**What you should do:** Convert the lines that begin at the line containing "Query: cable railing" and run through the end of the records into a Markdown table with the columns Row and Line text. Number each row and skip any blank lines.

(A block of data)
# # #

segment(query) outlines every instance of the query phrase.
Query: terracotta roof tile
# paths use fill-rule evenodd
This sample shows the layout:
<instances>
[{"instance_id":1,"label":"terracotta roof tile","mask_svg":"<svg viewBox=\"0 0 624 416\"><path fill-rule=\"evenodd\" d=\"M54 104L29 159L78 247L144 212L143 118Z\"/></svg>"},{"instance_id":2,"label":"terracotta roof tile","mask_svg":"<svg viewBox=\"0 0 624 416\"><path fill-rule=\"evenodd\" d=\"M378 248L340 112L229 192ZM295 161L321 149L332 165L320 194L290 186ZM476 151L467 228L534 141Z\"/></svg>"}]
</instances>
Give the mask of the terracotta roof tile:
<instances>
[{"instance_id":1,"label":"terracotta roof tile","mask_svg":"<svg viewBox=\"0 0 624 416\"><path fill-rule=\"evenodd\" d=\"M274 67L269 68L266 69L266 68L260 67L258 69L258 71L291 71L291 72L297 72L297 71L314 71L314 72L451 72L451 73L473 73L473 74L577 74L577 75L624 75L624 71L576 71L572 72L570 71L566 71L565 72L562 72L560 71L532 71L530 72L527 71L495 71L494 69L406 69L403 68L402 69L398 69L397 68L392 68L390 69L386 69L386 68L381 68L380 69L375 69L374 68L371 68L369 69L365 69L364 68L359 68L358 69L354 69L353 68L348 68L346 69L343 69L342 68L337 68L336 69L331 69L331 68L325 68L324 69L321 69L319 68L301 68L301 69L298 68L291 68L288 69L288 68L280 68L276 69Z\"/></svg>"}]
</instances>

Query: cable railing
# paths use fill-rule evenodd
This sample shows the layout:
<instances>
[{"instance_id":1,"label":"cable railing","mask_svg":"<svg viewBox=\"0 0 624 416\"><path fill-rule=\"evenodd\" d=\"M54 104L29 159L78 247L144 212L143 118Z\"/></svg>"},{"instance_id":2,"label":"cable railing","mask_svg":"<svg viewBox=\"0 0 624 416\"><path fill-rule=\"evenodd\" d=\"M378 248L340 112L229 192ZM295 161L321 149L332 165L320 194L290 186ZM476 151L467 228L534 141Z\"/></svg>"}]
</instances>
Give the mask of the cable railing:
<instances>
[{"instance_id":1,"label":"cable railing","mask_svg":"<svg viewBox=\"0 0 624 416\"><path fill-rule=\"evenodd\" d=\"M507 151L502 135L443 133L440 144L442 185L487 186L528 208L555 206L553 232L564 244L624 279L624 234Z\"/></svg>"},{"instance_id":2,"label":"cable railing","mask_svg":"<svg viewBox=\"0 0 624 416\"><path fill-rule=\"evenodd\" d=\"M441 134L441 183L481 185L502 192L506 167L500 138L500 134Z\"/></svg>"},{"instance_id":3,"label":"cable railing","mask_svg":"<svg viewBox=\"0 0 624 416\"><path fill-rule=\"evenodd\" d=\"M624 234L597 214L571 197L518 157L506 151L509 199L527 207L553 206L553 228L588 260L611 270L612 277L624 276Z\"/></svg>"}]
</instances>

# # #

**Exercise response:**
| Row | Line text |
|---|---|
| 1 | Query: cable railing |
| 2 | # paths use fill-rule evenodd |
| 3 | This sample shows the layout: |
| 4 | <instances> |
| 5 | [{"instance_id":1,"label":"cable railing","mask_svg":"<svg viewBox=\"0 0 624 416\"><path fill-rule=\"evenodd\" d=\"M54 104L29 159L78 247L144 212L143 118Z\"/></svg>"},{"instance_id":2,"label":"cable railing","mask_svg":"<svg viewBox=\"0 0 624 416\"><path fill-rule=\"evenodd\" d=\"M378 248L340 112L229 192ZM295 161L321 149L332 165L320 194L290 186ZM476 151L467 228L534 141Z\"/></svg>"}] |
| 6 | </instances> |
| 7 | Give the mask of the cable railing: |
| 8 | <instances> |
| 9 | [{"instance_id":1,"label":"cable railing","mask_svg":"<svg viewBox=\"0 0 624 416\"><path fill-rule=\"evenodd\" d=\"M507 151L502 135L443 133L440 144L442 185L487 186L528 208L555 206L553 232L564 244L624 279L624 234Z\"/></svg>"},{"instance_id":2,"label":"cable railing","mask_svg":"<svg viewBox=\"0 0 624 416\"><path fill-rule=\"evenodd\" d=\"M441 134L441 183L481 185L502 192L506 167L500 138L500 134Z\"/></svg>"},{"instance_id":3,"label":"cable railing","mask_svg":"<svg viewBox=\"0 0 624 416\"><path fill-rule=\"evenodd\" d=\"M624 234L597 214L571 197L518 157L506 151L509 199L527 207L553 206L553 228L588 260L611 270L612 277L624 276Z\"/></svg>"}] |
| 10 | </instances> |